* _What is being asked_:
When copying the listing below, skip every picture and keep each word as it stands.

[Source records]

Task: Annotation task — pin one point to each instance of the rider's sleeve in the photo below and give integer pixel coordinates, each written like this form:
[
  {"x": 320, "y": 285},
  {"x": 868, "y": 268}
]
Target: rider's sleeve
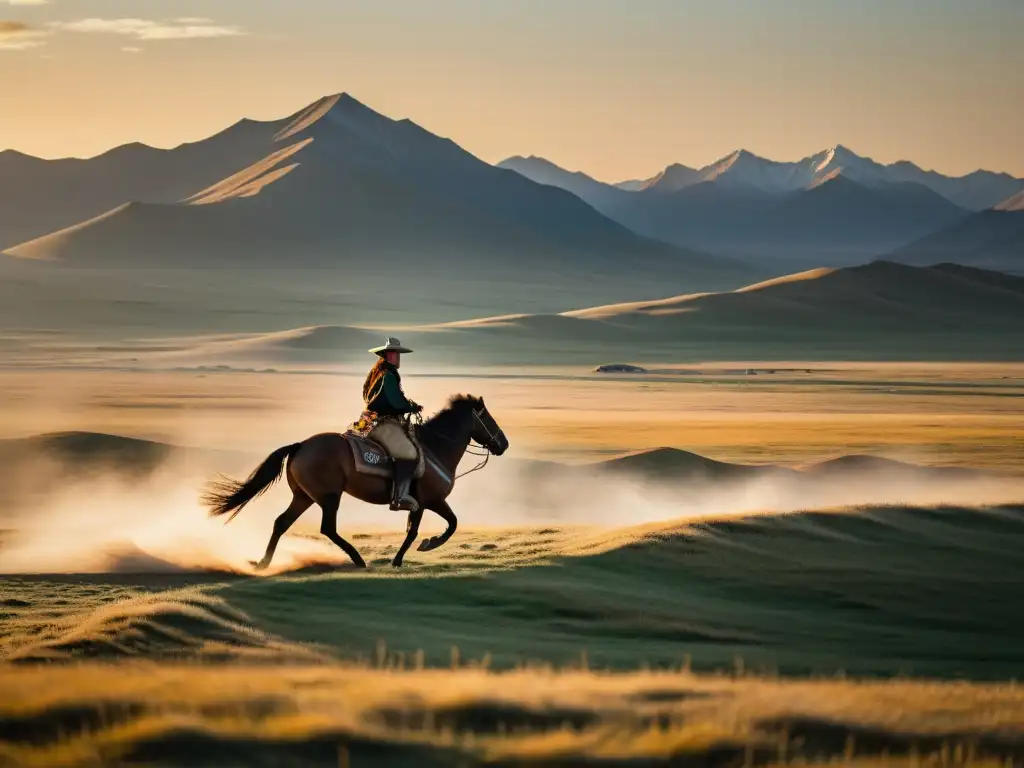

[/Source records]

* _Solution for this task_:
Task: Annotation task — pin one point to each instance of the rider's sleeve in the photo below and give integer pixel coordinates, each written like this form:
[
  {"x": 320, "y": 285},
  {"x": 868, "y": 268}
]
Target: rider's sleeve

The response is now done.